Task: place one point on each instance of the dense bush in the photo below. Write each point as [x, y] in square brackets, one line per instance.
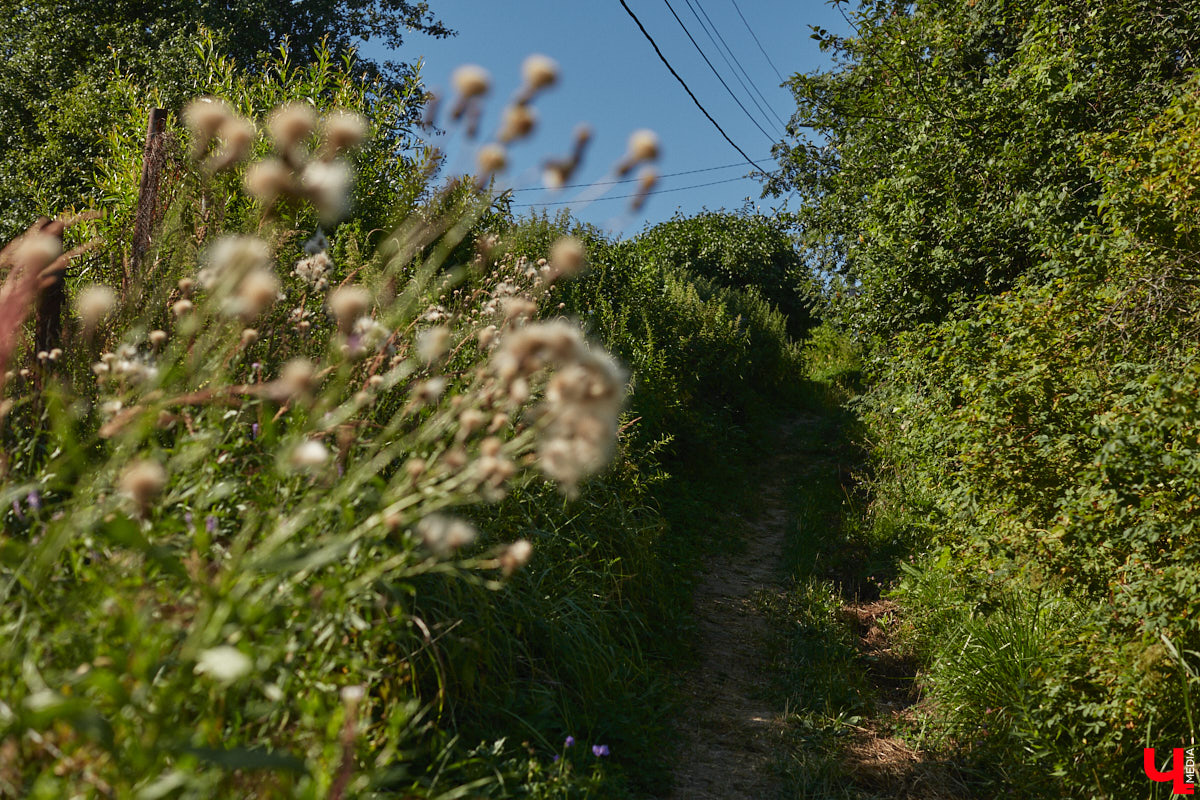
[1006, 206]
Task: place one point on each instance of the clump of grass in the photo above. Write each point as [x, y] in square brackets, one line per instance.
[237, 489]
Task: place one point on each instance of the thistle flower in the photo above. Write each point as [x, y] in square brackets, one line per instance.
[348, 304]
[94, 304]
[268, 180]
[567, 257]
[444, 535]
[256, 293]
[231, 258]
[143, 481]
[517, 122]
[313, 269]
[491, 158]
[328, 185]
[471, 80]
[298, 377]
[310, 453]
[643, 145]
[539, 72]
[223, 663]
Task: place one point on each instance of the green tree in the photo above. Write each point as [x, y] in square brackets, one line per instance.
[59, 61]
[945, 162]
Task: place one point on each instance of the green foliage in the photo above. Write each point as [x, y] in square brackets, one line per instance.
[947, 161]
[736, 251]
[61, 61]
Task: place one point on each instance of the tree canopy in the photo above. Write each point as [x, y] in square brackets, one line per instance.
[59, 61]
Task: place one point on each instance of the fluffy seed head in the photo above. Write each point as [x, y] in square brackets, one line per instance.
[269, 179]
[223, 663]
[517, 122]
[539, 71]
[643, 145]
[310, 453]
[348, 304]
[328, 185]
[257, 292]
[231, 259]
[471, 80]
[143, 481]
[94, 304]
[568, 256]
[491, 158]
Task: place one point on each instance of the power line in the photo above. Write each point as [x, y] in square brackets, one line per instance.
[701, 50]
[631, 180]
[622, 197]
[682, 83]
[736, 65]
[757, 42]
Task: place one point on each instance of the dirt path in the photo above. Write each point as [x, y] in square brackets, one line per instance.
[729, 731]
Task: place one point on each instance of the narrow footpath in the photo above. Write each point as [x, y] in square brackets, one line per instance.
[729, 731]
[733, 731]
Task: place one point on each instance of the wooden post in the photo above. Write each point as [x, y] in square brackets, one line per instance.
[153, 157]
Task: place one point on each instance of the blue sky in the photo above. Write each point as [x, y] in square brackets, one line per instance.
[612, 79]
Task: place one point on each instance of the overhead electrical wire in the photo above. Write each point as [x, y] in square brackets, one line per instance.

▶ **Required task**
Return the lines from the line containing "Task: place one point on each instance of the dirt" to the end of the entries above, exactly as they appear and with no other output.

▶ **Correct output**
Task: place one point on each instance of the dirt path in the photo above. Write each point as [x, y] in square brackets, one line per instance.
[729, 731]
Task: place one point on each instance of the narrow footpath in the photo above. Write each point as [x, y] in square brackets, one line per instance.
[729, 731]
[733, 731]
Task: place one point on each instance of the wooden post in the photo above. Write each point as [x, y] in square brackets, one line per instance.
[153, 157]
Task: place one point on each instance of the blue sky in the photo above. Write each point as [x, y] in square brackets, one line per instance.
[612, 79]
Task: place one point on each instance of the overhead electrical wire in the photo above. Write each point as [x, y] in square brackets, one line per instance.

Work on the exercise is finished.